**Problem:**
Starting with the line that contains "Objective — for every instance of the fingernail", copy every line through the end of the data below, exactly and with nothing added.

**Information supplied:**
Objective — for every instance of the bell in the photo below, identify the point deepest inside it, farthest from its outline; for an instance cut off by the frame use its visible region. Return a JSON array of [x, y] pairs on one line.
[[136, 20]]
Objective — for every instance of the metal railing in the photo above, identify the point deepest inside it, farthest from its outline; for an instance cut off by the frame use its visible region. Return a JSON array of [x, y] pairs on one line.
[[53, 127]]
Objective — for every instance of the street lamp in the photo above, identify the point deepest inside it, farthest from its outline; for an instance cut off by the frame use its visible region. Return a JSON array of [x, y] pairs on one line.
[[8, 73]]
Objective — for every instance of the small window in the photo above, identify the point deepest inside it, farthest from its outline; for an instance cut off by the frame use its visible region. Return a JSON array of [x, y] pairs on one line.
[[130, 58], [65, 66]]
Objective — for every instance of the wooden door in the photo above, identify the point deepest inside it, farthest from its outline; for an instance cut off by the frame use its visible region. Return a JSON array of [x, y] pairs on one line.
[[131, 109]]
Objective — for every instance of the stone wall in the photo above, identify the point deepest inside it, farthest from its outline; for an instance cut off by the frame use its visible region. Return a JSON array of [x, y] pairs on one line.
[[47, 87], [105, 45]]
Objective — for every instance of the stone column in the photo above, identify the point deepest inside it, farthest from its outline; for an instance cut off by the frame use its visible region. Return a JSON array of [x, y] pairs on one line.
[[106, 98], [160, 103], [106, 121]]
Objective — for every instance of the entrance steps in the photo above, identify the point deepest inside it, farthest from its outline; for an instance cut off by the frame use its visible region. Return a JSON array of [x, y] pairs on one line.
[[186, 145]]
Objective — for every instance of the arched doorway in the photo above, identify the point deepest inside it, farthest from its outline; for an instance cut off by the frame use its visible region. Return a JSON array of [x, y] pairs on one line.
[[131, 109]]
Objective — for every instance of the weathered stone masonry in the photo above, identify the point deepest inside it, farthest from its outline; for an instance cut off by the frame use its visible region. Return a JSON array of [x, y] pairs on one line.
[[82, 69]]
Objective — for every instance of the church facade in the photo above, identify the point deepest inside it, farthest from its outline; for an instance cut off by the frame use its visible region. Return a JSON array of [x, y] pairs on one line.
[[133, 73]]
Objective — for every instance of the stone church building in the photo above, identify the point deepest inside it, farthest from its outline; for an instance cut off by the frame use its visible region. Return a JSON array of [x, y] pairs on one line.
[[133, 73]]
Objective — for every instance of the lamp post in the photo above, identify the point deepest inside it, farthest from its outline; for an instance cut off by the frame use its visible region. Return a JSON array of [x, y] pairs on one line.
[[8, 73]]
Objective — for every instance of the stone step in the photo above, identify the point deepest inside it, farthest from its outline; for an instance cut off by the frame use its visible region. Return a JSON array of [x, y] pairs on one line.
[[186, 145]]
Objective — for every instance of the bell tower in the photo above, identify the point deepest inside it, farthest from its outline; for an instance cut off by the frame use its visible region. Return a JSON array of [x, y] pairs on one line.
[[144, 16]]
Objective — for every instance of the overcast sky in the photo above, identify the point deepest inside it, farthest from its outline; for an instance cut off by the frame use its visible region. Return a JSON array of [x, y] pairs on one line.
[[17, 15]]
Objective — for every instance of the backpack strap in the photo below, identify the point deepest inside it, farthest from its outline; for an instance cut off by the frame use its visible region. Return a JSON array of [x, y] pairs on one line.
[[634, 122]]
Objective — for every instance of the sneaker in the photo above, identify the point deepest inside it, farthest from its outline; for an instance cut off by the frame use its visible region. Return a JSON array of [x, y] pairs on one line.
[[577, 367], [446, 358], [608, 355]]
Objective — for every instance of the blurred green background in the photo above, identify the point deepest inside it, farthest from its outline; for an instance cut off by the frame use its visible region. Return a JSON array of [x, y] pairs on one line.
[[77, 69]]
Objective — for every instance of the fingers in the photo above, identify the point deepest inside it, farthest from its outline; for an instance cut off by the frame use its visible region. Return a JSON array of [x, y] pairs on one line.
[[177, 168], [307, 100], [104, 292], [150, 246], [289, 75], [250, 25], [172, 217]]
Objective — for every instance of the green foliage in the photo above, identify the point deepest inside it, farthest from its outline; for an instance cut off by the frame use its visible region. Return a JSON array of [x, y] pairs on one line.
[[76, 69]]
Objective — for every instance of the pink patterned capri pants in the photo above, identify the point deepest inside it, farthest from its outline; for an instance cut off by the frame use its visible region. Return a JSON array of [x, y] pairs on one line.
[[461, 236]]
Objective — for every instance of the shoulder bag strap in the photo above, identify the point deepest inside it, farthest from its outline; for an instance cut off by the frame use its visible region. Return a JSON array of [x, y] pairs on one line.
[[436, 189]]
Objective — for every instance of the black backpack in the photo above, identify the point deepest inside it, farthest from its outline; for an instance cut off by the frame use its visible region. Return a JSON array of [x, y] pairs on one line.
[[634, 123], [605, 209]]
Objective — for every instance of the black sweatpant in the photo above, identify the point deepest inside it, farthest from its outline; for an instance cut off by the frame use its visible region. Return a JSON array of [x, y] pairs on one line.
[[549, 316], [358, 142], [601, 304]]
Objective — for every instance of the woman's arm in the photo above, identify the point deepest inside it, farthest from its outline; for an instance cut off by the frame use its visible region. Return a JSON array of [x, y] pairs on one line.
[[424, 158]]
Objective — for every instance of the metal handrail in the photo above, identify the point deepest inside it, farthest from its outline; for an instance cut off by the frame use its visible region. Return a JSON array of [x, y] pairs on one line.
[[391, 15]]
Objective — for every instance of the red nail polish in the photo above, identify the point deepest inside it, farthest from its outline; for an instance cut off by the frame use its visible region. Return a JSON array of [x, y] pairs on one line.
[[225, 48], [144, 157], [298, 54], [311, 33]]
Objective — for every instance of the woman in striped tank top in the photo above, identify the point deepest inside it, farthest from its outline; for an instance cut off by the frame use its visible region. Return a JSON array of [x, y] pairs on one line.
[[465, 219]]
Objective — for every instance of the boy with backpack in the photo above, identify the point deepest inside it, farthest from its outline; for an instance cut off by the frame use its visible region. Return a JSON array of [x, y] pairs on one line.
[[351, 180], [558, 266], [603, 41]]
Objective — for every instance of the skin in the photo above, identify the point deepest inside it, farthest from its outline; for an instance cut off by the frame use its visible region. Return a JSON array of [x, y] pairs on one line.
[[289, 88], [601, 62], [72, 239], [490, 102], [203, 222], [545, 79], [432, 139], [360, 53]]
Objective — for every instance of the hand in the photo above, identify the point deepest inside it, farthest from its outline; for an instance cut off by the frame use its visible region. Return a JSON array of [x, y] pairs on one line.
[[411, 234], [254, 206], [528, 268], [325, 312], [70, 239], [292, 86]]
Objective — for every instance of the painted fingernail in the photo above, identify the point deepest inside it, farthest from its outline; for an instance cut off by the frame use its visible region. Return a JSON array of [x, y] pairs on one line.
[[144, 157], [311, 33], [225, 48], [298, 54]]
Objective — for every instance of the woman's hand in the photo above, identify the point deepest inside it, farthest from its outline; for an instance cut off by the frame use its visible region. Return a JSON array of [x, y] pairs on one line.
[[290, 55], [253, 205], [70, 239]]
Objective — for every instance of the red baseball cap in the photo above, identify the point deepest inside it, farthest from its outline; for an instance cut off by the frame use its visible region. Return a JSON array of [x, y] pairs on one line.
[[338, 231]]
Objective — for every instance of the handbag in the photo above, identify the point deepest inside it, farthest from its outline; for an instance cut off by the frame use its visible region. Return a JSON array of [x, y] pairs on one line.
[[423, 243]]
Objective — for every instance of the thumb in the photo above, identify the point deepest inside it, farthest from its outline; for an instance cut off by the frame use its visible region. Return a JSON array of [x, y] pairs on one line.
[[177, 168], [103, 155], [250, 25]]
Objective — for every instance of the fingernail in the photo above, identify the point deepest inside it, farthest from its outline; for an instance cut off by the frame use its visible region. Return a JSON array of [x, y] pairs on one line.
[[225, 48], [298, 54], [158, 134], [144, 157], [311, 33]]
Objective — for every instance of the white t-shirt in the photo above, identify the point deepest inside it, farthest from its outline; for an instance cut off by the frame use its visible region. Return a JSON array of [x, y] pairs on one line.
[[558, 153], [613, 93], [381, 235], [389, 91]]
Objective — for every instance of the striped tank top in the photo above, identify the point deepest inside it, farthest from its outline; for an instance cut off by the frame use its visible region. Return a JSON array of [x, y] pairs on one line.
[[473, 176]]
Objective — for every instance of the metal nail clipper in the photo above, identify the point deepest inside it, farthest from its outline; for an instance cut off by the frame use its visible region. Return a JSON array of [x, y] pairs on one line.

**Final result:**
Objective — for every instance of the fingernail in the photo above, identify the point deepest inside it, farthest from its outline; for an instance cut off by the frame use its visible region. Return a JSON array of [x, y] pairs on one line.
[[225, 48], [298, 54], [158, 134], [144, 157], [311, 33]]
Objective — for every instance of the white t-shirt in the photo above, identify the point deepest inside it, farthest from its outline; for an instance cut off by the frame use its visible region. Return a JSON array of [x, y] pairs on one line.
[[558, 153], [613, 93], [381, 235], [389, 91]]
Objective — for every instance of the striped tank top in the photo above, identify the point deepest inside it, farthest from its outline; for an instance cut off by the frame use its visible region. Return a JSON array of [x, y] pairs on one line.
[[473, 176]]
Objective — for every instance of the metal nail clipper in the photo above, identify the point deepest inside it, farthest from its outline; for an instance cut off by the frame use its visible region. Return a JSON array of [x, y] pairs on one line.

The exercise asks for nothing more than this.